◆ Consigne ◆
Poursuivez l'homélie ci-dessous sur la parabole des jeunes filles qui attendent l'époux, en reprenant juste après sa dernière phrase.

◆ Texte fourni ◆
· · · · · · ·

Jésus enseigne dans le Temple et dénonce l'attitude des pharisiens qui sont enfermés dans un légalisme et refusent de s'ouvrir à sa présence. Souvenons-nous de l'Évangile de dimanche dernier : « N'agissez pas d'après leurs actes... » Il y a quelques dimanches nous entendions la parabole des invités aux noces du roi où tous, bons et méchants, étaient invités, mais où chacun était appelé à se reconnaître invités, à revêtir l'habit de noces (cf. Matthieu 22,1 – 14). Ce dimanche, il est encore question de noces, mais c’est l’attente de l’époux qui est mise en avant. C’est la réalité de ce nous vivons : nous attendons le retour du Christ, et Jésus nous donne cette parabole pour nous enseigner comment vivre cette attente.

Nous avons parfois une lecture moralisante de l'Évangile. Notre étonnement devant la réponse des jeunes filles prévoyantes est induit par cette lecture : « il faut partager avec les autres ! » Nous avions déjà rencontré cette difficulté il y a quelques dimanches avec les ouvriers de la dernière heure : « ce n'est pas juste de payer les derniers autant que les premiers » (cf. Mathieu 20,1 – 16). Pour comprendre cet Évangile nous devons commencer par nous interroger : y a-t-il une chose qui soit nécessaire pour être disponible lorsque l'époux arrivera et qui ne peut pas être partagée ?

La première lecture donne quelques éléments de réponse à travers l'éloge qu’elle fait de la sagesse, « resplendissante », « inaltérable ». Le sage, dans la tradition biblique, n'est pas celui qui ne fait pas de bêtises : il est celui qui vit avec fidélité se relation au Seigneur. La sagesse est un art de vivre qui « commence avec la crainte du Seigneur » (Psaume 111, 10). Le mot « crainte » est à prendre dans le sens de respect et de reconnaissance. La foi n'est pas une idée à acquérir, elle engage un comportement pour traduire en acte l’amour dont Dieu nous aime.

C'est ce que l’auteur biblique appelle à la sagesse : celui qui la cherche la trouve, assise à sa porte. Chaque fois que les hommes pensent à elle, elle vient à leur rencontre (cf. 1ère lecture). Nous voyons dans la première lecture que la sagesse est personnifiée. Les premiers chrétiens l’ont très vite identifiée à la personne même du Christ, l'époux dont parle l'Évangile. L'époux se laisse trouver par ceux qui le cherchent. Encore faut-il que nous ayons le désir de chercher le Christ, et l’ayant trouvé, de mettre en pratique son enseignement dans la vie de tous les jours.

· · · · · · ·

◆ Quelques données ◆
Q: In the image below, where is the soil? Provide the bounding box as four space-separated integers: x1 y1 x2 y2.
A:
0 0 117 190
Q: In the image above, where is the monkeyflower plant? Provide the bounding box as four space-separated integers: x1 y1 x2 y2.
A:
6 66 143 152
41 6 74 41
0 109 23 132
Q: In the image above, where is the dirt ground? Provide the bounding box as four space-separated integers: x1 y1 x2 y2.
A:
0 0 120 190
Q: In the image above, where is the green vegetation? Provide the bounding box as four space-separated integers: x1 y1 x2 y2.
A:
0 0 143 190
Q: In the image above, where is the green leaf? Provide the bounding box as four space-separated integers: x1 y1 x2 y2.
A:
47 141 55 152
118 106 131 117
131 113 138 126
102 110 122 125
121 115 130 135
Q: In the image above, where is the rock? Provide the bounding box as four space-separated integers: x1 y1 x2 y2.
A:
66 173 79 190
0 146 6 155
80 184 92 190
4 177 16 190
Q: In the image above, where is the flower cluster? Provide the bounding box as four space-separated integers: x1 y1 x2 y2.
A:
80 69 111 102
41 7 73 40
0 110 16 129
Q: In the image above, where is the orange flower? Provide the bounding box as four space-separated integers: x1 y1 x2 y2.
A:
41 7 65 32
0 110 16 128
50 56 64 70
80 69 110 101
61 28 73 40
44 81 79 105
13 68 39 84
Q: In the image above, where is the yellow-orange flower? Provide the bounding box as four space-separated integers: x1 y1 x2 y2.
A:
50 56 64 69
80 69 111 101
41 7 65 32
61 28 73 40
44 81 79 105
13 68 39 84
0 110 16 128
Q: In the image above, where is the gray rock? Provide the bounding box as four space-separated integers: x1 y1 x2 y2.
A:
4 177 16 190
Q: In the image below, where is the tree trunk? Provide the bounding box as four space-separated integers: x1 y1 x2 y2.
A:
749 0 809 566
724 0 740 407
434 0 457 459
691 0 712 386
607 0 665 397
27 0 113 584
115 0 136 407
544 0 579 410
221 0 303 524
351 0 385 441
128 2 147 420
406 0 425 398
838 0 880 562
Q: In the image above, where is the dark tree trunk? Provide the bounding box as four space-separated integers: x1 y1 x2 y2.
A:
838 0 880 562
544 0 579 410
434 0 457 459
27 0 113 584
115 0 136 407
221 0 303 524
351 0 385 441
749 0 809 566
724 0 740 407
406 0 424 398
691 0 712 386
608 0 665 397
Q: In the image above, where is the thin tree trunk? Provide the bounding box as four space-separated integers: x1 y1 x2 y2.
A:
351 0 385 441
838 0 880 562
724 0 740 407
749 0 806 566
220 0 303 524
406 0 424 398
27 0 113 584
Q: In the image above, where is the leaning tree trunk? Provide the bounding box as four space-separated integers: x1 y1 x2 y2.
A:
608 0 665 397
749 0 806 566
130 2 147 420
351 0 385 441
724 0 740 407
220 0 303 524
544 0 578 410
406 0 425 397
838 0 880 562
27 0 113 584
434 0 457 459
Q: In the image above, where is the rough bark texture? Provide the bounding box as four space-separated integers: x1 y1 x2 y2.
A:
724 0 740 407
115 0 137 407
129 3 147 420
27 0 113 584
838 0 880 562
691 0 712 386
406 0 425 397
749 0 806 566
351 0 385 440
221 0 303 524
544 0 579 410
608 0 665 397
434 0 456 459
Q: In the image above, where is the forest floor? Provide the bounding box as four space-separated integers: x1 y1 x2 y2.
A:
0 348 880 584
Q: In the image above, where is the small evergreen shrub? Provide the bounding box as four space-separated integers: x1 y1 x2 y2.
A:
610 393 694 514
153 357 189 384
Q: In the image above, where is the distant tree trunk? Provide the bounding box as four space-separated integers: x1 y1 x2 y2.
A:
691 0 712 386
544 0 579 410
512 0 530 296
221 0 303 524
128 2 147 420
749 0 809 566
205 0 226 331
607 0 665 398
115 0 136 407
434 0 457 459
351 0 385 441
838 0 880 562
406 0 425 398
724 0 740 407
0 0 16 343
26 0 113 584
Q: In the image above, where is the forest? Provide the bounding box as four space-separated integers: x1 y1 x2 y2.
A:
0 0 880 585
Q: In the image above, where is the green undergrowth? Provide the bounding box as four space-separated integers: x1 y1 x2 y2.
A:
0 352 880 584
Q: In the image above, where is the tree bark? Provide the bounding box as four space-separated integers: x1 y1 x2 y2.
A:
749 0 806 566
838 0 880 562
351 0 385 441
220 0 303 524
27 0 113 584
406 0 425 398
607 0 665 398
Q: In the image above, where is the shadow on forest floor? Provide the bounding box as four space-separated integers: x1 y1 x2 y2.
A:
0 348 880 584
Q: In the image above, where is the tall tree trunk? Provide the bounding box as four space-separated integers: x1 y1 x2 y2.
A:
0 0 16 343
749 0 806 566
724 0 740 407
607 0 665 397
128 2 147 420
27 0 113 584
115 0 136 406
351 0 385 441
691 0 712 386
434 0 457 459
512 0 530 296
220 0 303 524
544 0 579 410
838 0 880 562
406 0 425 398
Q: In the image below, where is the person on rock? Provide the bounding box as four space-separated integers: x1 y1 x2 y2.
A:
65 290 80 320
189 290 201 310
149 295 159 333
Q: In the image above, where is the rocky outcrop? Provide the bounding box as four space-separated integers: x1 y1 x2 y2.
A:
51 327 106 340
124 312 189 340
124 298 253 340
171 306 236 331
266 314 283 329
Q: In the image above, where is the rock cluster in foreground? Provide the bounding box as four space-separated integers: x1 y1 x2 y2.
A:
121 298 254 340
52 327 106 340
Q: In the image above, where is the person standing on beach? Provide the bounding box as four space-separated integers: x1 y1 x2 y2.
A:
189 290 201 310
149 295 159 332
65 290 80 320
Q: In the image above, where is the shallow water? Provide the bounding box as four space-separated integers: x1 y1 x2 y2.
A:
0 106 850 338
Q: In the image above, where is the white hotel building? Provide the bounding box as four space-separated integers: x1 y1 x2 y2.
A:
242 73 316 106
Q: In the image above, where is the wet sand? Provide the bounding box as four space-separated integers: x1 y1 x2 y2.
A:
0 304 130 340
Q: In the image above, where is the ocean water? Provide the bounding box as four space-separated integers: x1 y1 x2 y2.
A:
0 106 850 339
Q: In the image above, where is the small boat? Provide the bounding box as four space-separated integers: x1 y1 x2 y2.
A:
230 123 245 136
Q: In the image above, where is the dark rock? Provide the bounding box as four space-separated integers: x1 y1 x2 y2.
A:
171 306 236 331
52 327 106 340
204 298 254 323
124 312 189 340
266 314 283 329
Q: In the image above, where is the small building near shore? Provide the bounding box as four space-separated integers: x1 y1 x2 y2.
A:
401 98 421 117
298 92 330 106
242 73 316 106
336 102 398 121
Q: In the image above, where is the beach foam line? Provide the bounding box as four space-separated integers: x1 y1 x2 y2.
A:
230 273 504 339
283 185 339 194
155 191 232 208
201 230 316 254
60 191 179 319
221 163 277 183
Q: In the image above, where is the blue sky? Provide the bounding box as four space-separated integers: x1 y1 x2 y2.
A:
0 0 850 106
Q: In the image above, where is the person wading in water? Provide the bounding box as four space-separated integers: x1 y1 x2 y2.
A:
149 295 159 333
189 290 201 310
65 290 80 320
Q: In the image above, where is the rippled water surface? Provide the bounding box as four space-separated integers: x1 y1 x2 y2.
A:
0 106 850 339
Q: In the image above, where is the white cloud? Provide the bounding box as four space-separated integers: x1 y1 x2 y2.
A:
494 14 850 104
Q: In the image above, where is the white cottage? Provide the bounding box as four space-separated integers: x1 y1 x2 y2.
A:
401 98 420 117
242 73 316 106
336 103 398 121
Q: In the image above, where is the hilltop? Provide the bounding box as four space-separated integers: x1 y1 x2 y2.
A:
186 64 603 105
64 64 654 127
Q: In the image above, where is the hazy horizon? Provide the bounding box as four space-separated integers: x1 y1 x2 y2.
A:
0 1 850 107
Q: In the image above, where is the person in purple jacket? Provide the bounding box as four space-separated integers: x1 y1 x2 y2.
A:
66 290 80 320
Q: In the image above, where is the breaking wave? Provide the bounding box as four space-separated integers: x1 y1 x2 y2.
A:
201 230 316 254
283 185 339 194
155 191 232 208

· · · · · · ·

◆ Résultat ◆
Les cinq jeunes filles "insensées" ne sont pas seulement des étourdies et des imprévoyantes. La traduction du mot ne rend pas bien compte de la réalité. Elles sont comme cet homme « insensé » – c’est le même mot – qui construit sa maison sur la sable est introduite par « Ce jour-là, beaucoup me diront : 'Seigneur, Seigneur’… Alors je leur déclarerai : 'Je ne vous ai jamais connus’ » (Mt 7, 23-23), qui n’est pas sans rappeler la parabole de ce dimanche. Jésus oppose donc deux catégories de personnes : la personne prévoyante qui vit avec un cœur attentif, tendu, vers Dieu et la personne insensée qui vit sans ouvrir son cœur à la présence de Dieu.

Les filles prévoyantes vivent avec la Sagesse. Elles ont le goût d’axer leur vie sur l’époux. Les filles insensées demandent de l’huile, mais à quoi servirait-elle puisque leur cœur n’y était pas? Endormies ou éveillées, elles vivent sans vraiment désirer rencontrer l’époux. Et nous-mêmes ? Avons-nous le désir de rencontrer le Christ, non pas seulement après notre mort mais en le cherchant dans le quotidien de nos activités ? Vivre chaque jour avec la volonté d’entretenir une relation amoureuse avec Dieu. C’est alors que s’ouvrira la porte pour que nous puissions participer aux noces éternelles.

Nous risquons tous de nous laisser gagner par le sommeil. L’usure du temps, la fatigue, la routine, la souffrance endorment notre foi et notre espérance. Nous nous installons dans l’insouciance et nous oublions celui qui donne son vrai sens à notre vie. Il ne nous suffit pas d’être invités pour entrer, il faut surtout être prêts. Les sages, les prévoyants, les avisés, sont ceux et celles qui ont choisi de vivre chaque jour en demandant au Seigneur un cœur large et généreux pour le reconnaître présent et agissant.

Cette parabole est pour chacun d’entre nous une forte invitation à nous décider dès maintenant à accueillir la venue du Seigneur dans notre vie. La vie éternelle – les noces de l’Evangile – n’est pas une vie qui débute après notre mort, elle est dans la continuité de notre vie d’aujourd’hui, vécue en nous donnant les moyens concrets de chercher Dieu en toutes choses et de retrouver toutes choses en Dieu.